__INSTRUCTIONS FOR THE TASK__
Reproduce the data in full, exactly as it appears.

__TASK MATERIAL__
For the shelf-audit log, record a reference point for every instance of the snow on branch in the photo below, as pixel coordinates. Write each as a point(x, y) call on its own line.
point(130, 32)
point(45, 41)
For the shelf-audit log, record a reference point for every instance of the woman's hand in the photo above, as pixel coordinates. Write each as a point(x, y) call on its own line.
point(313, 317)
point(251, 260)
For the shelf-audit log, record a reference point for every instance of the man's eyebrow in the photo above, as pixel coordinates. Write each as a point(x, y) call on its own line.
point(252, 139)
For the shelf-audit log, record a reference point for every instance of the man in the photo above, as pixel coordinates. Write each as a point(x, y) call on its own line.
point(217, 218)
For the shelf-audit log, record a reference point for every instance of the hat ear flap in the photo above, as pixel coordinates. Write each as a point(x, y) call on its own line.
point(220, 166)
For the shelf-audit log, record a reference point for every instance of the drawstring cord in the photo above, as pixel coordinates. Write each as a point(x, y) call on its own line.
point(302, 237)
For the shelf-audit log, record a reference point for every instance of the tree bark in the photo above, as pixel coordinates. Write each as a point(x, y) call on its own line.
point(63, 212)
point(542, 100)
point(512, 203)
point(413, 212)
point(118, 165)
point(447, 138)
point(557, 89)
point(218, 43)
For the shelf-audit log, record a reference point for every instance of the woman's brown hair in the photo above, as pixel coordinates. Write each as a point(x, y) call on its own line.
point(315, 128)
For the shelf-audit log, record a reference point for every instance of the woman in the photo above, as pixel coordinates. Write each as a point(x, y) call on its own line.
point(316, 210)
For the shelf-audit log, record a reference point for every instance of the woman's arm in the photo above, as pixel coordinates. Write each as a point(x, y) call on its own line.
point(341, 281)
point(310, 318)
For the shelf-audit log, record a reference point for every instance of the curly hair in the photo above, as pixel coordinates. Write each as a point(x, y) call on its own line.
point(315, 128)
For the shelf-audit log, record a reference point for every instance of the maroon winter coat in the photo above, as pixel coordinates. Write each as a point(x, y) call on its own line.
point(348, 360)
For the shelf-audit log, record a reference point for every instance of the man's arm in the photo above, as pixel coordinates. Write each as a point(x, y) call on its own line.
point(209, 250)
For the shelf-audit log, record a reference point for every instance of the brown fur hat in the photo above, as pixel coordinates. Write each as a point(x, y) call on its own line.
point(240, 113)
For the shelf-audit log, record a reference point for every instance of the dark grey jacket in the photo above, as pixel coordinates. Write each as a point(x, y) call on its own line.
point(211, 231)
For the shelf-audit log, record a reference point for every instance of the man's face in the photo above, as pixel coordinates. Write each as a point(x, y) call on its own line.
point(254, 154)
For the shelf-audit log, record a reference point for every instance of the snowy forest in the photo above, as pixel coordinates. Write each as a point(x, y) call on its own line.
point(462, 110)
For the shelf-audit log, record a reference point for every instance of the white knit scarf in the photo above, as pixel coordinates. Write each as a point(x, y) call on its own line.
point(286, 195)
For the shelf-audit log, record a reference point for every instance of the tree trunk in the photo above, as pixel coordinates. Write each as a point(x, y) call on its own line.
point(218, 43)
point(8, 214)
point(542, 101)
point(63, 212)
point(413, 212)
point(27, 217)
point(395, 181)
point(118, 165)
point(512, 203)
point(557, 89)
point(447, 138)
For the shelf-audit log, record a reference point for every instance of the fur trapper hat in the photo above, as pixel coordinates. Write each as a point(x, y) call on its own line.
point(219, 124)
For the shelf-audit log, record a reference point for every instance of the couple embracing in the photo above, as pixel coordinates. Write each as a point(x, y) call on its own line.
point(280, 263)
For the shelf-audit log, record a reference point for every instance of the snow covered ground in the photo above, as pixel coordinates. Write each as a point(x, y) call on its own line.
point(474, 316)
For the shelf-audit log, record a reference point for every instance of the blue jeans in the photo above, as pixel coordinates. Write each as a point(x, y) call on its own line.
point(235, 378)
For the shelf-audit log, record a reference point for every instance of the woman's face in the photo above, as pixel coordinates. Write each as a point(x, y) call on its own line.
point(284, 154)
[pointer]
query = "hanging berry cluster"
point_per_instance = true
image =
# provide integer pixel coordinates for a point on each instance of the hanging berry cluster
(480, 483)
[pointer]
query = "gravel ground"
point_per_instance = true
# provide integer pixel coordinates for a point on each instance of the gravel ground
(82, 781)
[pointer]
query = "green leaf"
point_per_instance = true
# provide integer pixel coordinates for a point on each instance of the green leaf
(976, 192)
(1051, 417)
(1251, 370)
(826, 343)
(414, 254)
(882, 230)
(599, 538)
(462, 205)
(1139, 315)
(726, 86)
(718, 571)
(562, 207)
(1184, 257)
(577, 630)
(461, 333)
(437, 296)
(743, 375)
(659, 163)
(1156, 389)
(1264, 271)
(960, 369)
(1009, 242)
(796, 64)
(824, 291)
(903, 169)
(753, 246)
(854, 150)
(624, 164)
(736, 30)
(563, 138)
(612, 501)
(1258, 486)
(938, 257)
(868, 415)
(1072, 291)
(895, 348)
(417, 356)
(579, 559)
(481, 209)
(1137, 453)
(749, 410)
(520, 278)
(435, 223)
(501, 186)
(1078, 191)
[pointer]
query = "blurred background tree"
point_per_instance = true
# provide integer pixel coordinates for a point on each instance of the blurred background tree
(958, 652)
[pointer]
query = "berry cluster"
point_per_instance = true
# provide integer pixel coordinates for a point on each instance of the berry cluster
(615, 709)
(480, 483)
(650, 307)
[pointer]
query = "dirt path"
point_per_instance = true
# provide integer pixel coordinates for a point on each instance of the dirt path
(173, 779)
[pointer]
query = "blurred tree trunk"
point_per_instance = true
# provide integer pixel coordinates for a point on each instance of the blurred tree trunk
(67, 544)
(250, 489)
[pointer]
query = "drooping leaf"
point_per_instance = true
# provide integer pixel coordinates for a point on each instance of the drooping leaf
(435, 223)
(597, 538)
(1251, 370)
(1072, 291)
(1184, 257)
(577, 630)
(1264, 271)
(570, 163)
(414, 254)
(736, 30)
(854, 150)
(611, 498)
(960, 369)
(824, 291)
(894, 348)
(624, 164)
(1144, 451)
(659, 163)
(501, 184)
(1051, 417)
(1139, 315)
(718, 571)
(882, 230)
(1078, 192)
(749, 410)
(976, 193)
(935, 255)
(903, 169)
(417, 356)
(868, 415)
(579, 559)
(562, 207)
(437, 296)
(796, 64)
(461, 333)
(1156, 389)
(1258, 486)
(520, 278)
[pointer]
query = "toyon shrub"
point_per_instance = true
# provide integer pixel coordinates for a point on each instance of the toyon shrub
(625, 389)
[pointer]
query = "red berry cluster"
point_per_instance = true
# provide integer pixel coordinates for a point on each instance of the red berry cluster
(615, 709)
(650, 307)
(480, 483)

__YOUR RESPONSE__
For the shelf-audit log, record a reference point for every instance of the snow on branch in the photo below, as pixel coordinates. Write each as a point(x, y) call on its own line.
point(130, 32)
point(45, 41)
For the shelf-audit log, record a reference point for every instance of the woman's hand in the photo above, as pixel coordinates. Write each as a point(x, y) call on its own line.
point(313, 317)
point(251, 260)
For the shelf-audit log, record a reference point for every instance of the man's eyebrow in the photo above, as pixel coordinates. Write each as a point(x, y) call on its own line.
point(252, 139)
For the shelf-audit log, record a reference point for every instance of the man in the photo above, as pixel coordinates. Write each as a point(x, y) call on its own line.
point(217, 218)
For the shelf-audit log, record a reference point for every instance of the hat ear flap in the photo above, as pixel coordinates. Write each as a point(x, y) call on its own line.
point(220, 166)
For the shelf-audit log, record a reference point for every instance of the drawstring cord in the photo above, as pixel coordinates. Write each as a point(x, y) call on its own line.
point(302, 237)
For the shelf-audit log, record a reference point for every instance of the tree bark in the photo above, as pixel coordinates. Write each as a point(x, y) call on its own line.
point(63, 212)
point(542, 100)
point(512, 203)
point(413, 212)
point(118, 165)
point(447, 138)
point(557, 89)
point(218, 43)
For the shelf-audit log, record a reference point for every instance of the woman's brown hair in the photo above, as pixel coordinates. Write each as a point(x, y) call on its own line.
point(315, 128)
For the shelf-audit log, record a reference point for every instance of the woman in the photo above, as pixel coordinates. Write each as a point(x, y) call on its own line.
point(316, 210)
For the shelf-audit log, record a reference point for every instance of the woman's arm in the photo above, as pixel coordinates. Write each as a point(x, y) call on its own line.
point(341, 281)
point(310, 318)
For the shelf-audit log, record a reference point for every instance of the curly hair in the photo above, as pixel coordinates. Write each as a point(x, y) call on its own line.
point(315, 128)
For the shelf-audit log, record a reference point for every instance of the maroon winter coat in the photo above, as pixel coordinates. Write each as a point(x, y) call on its own line.
point(348, 360)
For the shelf-audit log, record a reference point for every instance of the man's arm in the photo above, as pixel coordinates. Write each as a point(x, y) call on its own line.
point(209, 250)
For the shelf-audit log, record a reference point for every instance of the brown fur hat in the photo above, as pixel coordinates. Write each as a point(x, y) call on its own line.
point(240, 113)
For the shelf-audit log, record a reference point for every instance of the dark grey jacket in the photo above, as pixel coordinates. Write each as a point(x, y) call on its own line.
point(211, 231)
For the shelf-audit log, record a reference point for every instance of the man's face in the photo above, as pixel coordinates. Write each as a point(x, y) call on its own line.
point(254, 154)
For the shelf-audit log, record a reference point for every instance of the snowy forest in the photo above, as pixel coordinates. Write each as a point(x, y) call on its own line.
point(462, 110)
For the shelf-audit log, record a reference point for every instance of the white knit scarf in the photo above, as pixel coordinates. Write each as a point(x, y) call on its own line.
point(286, 195)
For the shelf-audit log, record a reference point for every instance of the tree trunk in the photo above, as pixel coordinates. Write each as a point(x, y) call on its own line.
point(218, 43)
point(8, 214)
point(542, 101)
point(63, 212)
point(413, 212)
point(27, 217)
point(395, 181)
point(118, 165)
point(512, 203)
point(557, 89)
point(447, 138)
For the shelf-audit log, record a reference point for every instance of the fur trapper hat in the photo above, as pixel coordinates. Write each as a point(x, y) call on its own line.
point(219, 124)
For the shelf-audit log, record a reference point for every instance of the couple embracing in the photo above, as pixel coordinates. Write each as a point(x, y) call on its own line.
point(280, 263)
For the shelf-audit log, record a reference point for every instance of the snow covered ground in the photo above, as pixel coordinates. Write each as a point(x, y) call on its own line.
point(474, 316)
For the shelf-audit log, record a reference point for every instance of the blue jeans in the photo above, as pixel coordinates. Write each as a point(x, y) call on its own line.
point(235, 378)
For the shelf-audit log, record a reference point for every instance of the woman's face in the photo above, as pixel coordinates. Write each as a point(x, y) call on its own line.
point(284, 154)
[pointer]
query = "hanging berry cluster"
point_per_instance = true
image =
# provide integer pixel coordinates for a point on each instance of the hanging berry cluster
(480, 483)
[pointer]
query = "gravel ground"
point_per_instance = true
# provide integer pixel coordinates for a point on each instance of the gravel ground
(82, 781)
[pointer]
query = "green leaf"
point_per_instance = true
# provide integer pixel coordinates for a point on each instance of the green leaf
(976, 192)
(1051, 417)
(1251, 370)
(826, 343)
(414, 254)
(882, 230)
(599, 538)
(462, 205)
(1139, 315)
(726, 86)
(718, 571)
(562, 207)
(1184, 257)
(577, 630)
(461, 333)
(437, 296)
(743, 375)
(659, 163)
(1156, 389)
(1264, 271)
(960, 369)
(1009, 242)
(796, 64)
(824, 291)
(903, 169)
(753, 246)
(854, 150)
(624, 164)
(736, 30)
(563, 138)
(612, 501)
(1258, 486)
(938, 257)
(868, 415)
(1072, 291)
(895, 348)
(417, 356)
(579, 559)
(481, 209)
(1137, 453)
(749, 410)
(520, 278)
(435, 223)
(501, 186)
(1078, 191)
[pointer]
query = "blurred background tree"
point_per_instance = true
# provide integer pixel coordinates for a point on each instance of the blurred background tree
(958, 652)
[pointer]
query = "berry cluster"
point_per_instance = true
# provide integer pixel coordinates for a point on each instance of the berry cluster
(615, 709)
(480, 483)
(650, 307)
[pointer]
query = "dirt path"
point_per_instance = true
# provide integer pixel coordinates for a point on each instance of the dirt path
(173, 779)
[pointer]
query = "blurred tree trunk"
point_per_instance = true
# provide integer pixel coordinates for a point on each instance of the blurred tree trunk
(67, 544)
(250, 489)
[pointer]
query = "drooping leaf"
point_per_instance = true
# provide integer pixel coordinates for a point on each instance of the drooping leaf
(435, 223)
(597, 538)
(1251, 370)
(1072, 291)
(1184, 257)
(577, 630)
(1264, 271)
(570, 163)
(414, 254)
(736, 30)
(854, 150)
(611, 498)
(960, 369)
(824, 291)
(894, 348)
(624, 164)
(1144, 451)
(659, 163)
(501, 184)
(1051, 417)
(1139, 315)
(718, 571)
(882, 230)
(1078, 192)
(749, 410)
(976, 193)
(935, 255)
(903, 169)
(417, 356)
(868, 415)
(579, 559)
(562, 207)
(437, 296)
(796, 64)
(461, 333)
(1156, 389)
(1258, 486)
(520, 278)
[pointer]
query = "toyon shrub"
point_per_instance = true
# provide integer pixel coordinates for a point on each instance of the toyon shrub
(625, 389)
[pointer]
query = "red berry cluster"
point_per_instance = true
# provide integer pixel coordinates for a point on each instance of the red berry cluster
(615, 709)
(650, 307)
(480, 483)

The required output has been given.